▶ **Task item**: Going down the data below, set down exactly the line with "pixel 675 491" and each line after it through the line with "pixel 36 76"; no other lines.

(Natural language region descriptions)
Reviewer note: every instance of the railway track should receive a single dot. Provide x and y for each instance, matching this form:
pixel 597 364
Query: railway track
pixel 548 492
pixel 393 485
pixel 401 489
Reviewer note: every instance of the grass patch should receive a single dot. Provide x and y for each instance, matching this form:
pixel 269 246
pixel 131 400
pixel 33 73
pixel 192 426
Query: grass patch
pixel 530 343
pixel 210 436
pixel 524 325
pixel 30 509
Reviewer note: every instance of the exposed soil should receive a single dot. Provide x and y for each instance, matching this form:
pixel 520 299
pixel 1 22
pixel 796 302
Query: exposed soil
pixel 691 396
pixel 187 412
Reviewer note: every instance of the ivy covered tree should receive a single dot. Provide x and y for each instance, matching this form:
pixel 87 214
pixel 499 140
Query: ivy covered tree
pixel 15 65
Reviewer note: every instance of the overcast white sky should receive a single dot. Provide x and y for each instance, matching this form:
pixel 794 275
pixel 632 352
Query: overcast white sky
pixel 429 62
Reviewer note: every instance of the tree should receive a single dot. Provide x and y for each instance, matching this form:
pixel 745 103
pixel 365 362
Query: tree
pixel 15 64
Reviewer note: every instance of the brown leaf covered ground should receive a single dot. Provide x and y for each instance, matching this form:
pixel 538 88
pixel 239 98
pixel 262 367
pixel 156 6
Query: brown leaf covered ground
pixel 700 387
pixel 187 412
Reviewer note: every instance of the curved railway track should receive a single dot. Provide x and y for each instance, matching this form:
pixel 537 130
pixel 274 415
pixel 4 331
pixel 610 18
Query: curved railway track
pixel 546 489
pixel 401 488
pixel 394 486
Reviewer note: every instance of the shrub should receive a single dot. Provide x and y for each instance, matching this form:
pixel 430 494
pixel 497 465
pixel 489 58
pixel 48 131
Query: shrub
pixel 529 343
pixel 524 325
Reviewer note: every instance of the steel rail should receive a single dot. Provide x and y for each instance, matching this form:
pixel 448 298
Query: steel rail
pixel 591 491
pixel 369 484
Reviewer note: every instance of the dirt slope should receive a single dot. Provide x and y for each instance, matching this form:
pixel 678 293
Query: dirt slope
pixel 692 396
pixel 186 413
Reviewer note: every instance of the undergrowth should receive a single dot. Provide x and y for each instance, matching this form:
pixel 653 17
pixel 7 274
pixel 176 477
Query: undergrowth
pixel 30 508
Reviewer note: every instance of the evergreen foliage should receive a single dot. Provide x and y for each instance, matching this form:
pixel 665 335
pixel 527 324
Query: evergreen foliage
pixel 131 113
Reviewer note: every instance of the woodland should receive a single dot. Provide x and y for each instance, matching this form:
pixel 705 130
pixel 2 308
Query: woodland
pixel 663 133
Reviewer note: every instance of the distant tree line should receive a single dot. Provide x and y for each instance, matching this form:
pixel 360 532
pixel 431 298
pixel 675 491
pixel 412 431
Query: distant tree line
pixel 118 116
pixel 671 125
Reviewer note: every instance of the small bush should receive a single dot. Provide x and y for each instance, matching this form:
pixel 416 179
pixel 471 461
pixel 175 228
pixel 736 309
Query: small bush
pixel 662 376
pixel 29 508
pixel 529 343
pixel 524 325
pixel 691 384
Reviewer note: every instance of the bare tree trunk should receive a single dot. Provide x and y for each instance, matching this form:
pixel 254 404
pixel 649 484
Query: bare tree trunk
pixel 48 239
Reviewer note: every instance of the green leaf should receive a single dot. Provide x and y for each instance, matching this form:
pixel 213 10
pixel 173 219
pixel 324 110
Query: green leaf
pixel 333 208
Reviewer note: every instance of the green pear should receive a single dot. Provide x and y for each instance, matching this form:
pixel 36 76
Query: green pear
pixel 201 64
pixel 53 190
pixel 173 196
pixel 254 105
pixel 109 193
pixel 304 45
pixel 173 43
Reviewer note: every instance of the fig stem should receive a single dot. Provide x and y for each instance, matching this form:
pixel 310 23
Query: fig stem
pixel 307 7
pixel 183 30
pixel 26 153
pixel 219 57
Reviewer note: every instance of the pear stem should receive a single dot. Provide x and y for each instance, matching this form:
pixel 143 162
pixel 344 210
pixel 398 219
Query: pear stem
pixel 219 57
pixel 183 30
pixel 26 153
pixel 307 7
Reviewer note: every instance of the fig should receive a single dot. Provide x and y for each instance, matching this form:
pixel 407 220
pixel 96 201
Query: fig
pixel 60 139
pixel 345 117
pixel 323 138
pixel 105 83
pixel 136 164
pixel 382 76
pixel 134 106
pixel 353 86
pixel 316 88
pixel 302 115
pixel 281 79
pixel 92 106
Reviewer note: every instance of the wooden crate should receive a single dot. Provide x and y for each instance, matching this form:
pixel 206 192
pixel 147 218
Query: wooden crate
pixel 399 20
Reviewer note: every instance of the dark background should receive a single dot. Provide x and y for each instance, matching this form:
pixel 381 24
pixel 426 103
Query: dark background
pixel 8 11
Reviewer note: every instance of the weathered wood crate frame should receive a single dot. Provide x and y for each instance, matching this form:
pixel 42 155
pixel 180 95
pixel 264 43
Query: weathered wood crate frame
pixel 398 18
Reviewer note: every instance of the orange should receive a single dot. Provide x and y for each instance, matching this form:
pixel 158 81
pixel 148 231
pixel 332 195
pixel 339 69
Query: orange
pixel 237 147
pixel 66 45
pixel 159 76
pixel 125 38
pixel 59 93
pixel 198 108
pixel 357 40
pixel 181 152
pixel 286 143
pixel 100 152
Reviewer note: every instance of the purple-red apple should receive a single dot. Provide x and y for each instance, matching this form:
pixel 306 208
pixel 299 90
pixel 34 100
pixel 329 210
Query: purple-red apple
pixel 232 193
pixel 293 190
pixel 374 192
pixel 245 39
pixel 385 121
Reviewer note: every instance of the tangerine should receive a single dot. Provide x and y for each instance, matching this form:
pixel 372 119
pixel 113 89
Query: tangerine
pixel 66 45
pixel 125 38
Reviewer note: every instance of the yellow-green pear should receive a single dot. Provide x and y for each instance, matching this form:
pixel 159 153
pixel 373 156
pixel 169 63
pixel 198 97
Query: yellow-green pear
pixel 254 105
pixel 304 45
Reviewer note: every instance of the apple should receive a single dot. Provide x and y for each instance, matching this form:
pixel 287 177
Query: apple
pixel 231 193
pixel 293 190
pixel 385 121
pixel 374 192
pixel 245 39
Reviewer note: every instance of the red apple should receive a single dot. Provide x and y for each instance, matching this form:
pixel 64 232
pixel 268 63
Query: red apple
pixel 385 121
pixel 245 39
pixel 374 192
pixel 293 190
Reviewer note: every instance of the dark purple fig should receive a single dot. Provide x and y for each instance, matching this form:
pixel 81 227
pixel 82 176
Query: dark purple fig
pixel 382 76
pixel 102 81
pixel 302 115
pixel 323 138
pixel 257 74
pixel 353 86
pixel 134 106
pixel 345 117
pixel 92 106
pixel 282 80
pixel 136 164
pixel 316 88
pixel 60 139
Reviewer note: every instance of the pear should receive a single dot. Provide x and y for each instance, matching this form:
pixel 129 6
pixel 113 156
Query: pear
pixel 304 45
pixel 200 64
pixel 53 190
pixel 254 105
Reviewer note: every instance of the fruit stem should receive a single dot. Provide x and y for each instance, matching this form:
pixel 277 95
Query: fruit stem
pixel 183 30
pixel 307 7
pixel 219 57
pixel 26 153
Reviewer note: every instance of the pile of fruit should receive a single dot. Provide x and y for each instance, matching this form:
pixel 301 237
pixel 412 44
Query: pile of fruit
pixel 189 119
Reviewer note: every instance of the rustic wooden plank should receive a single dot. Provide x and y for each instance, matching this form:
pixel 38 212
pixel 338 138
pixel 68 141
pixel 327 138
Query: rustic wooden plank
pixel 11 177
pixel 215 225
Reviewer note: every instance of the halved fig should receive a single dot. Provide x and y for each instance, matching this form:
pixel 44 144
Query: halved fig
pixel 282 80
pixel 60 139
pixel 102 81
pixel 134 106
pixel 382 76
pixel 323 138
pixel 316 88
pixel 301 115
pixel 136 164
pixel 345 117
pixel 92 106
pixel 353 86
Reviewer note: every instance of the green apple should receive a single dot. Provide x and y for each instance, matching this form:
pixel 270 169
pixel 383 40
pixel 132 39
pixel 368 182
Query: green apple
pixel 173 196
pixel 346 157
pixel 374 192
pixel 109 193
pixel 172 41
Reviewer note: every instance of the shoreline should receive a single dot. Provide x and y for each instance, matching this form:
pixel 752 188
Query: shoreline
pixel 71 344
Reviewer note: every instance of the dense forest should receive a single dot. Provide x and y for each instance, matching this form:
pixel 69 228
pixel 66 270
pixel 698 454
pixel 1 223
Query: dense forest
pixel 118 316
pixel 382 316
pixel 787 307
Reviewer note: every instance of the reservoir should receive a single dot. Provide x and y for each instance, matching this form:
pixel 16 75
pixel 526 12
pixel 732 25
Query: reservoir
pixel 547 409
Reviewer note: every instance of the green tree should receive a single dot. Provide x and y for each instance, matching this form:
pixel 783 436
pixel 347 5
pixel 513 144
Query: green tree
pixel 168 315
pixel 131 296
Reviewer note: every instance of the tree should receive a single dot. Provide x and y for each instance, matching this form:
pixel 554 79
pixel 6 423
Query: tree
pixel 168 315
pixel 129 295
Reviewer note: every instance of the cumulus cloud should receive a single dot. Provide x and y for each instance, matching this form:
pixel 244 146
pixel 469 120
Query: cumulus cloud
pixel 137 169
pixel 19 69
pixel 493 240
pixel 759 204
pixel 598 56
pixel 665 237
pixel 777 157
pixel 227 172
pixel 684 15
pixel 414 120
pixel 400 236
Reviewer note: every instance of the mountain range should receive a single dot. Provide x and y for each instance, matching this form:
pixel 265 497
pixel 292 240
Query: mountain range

▶ **Exercise result**:
pixel 675 491
pixel 412 431
Query: distant tree line
pixel 118 116
pixel 671 125
Reviewer note: every instance of the small bush should receive a single dot. Provide x and y for each instance, matching this form:
pixel 416 179
pixel 471 461
pixel 175 228
pixel 736 309
Query: small bush
pixel 662 376
pixel 29 508
pixel 529 343
pixel 524 325
pixel 691 384
Reviewer note: every instance of the bare tree trunk should receive a single dot. Provide x and y for each instance, matching this form:
pixel 254 404
pixel 649 484
Query: bare tree trunk
pixel 48 239
Reviewer note: every instance of the green leaf should receive a single dot. Provide x and y for each instance, matching this form:
pixel 213 10
pixel 173 219
pixel 324 110
Query: green leaf
pixel 333 208
Reviewer note: every instance of the green pear should receive a single dot. Provide x and y for each instance, matching this form:
pixel 36 76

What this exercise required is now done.